Stated task 1
Gather every line of the entries below that contains the string "pixels", copying each one as it appears. Case counts.

************

BASE PAY COMPENSATION. Your base annualized salary will be $450,000. It will be paid in
accordance with the Companys regular payroll process and procedures.
SIGN-ON BONUS. You will receive a one-time $100,000 sign-on bonus payable on your first regular
pay date. You agree to promptly reimburse the Company for the sign-on bonus if the Company
terminates your employment for Cause (as defined below) or you resign without Good Reason (as
defined below) within the 12-month period following the State Date. The amount of such
reimbursement shall be pro-rated based on the number of days you are employed by the Company during
such 12 month period.
INCENTIVE PAY COMPENSATION. You will be eligible to participate in the Companys Annual Incentive
Compensation Plan that provides an on-target bonus equal to seventy-five (75%) of your base
salary at 100% of corporate plan achievement. Provided that you remain employed by the Company
through December 31, 2011, (i) your 2011 bonus will be guaranteed at $338,000, reflecting full-year
100% pay-out, and (ii) you will be entitled to an additional $100,000 one-time incentive payment.

************

Stated task 2
Continue the compensation terms passage above, starting right after its last sentence.

************

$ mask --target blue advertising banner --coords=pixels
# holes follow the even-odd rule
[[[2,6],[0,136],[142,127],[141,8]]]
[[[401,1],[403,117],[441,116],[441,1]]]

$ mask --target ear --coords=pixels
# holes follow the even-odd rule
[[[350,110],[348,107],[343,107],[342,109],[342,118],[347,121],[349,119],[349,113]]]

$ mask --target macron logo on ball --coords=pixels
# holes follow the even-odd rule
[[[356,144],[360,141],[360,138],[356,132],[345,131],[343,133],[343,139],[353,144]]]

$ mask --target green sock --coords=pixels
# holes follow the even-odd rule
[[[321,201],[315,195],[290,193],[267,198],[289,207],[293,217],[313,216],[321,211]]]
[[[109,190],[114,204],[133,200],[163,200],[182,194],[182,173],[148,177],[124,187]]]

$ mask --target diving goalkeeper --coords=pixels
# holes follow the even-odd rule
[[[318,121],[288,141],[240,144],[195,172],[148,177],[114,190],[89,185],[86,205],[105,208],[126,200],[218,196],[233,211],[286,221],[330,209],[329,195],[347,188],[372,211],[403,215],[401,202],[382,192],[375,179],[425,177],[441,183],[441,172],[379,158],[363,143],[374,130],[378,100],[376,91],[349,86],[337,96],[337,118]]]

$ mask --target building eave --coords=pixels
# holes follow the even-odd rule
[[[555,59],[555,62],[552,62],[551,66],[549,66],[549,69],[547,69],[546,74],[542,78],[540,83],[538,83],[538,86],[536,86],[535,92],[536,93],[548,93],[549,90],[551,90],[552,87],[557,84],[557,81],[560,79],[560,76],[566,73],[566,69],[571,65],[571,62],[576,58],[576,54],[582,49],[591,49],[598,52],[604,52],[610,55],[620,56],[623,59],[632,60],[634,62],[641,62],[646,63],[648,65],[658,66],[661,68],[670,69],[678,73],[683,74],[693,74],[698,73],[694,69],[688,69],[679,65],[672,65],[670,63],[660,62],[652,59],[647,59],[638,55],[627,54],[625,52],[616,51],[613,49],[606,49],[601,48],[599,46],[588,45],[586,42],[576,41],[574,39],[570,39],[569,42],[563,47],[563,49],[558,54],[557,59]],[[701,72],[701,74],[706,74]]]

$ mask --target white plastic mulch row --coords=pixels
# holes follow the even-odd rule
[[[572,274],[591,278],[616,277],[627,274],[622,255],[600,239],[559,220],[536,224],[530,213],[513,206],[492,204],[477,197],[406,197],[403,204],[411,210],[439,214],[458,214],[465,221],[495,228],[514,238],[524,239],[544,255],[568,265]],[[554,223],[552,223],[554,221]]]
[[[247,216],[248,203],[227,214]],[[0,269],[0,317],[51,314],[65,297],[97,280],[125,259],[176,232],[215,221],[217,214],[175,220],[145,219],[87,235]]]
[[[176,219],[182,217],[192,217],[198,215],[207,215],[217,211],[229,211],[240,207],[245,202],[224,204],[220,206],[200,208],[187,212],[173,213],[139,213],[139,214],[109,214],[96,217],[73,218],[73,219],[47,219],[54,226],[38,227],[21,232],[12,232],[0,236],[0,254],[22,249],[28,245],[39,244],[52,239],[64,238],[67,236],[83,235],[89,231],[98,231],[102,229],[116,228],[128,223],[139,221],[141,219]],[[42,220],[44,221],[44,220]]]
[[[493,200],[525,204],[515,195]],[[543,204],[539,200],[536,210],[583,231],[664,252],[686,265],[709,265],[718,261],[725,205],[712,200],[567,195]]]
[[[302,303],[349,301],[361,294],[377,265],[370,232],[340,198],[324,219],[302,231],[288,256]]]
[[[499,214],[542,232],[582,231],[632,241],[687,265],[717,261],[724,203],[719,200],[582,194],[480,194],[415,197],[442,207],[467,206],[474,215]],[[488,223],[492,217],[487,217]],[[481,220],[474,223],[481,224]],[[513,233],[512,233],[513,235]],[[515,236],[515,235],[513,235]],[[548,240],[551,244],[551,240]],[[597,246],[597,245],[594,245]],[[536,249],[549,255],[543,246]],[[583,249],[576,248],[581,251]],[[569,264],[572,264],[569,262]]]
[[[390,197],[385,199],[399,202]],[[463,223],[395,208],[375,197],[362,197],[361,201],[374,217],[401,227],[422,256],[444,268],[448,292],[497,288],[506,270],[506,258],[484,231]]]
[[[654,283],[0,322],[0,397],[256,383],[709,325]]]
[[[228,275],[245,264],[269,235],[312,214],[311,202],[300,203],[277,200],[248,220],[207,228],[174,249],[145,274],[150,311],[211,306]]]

************

Written answer 1
$ mask --target blue advertising banner --coords=pixels
$ mask --target ear --coords=pixels
$ mask --target macron logo on ball --coords=pixels
$ mask --target green sock --coords=pixels
$ mask --target diving goalkeeper --coords=pixels
$ mask --target building eave --coords=pixels
$ mask --target white plastic mulch row --coords=pixels

Written answer 2
PARTICIPATION PLAN. You will be eligible to participate in the Participation Plan (the Plan),
subject to the terms and conditions of the Plan, with an allocation of performance units equal to
2.0 percentage points which represents 25% of the management allocation pool.
VACATION. You will be entitled to four (4) weeks of paid vacation per calendar year, which vacation
will be taken at the reasonable and mutual convenience of you and the Company.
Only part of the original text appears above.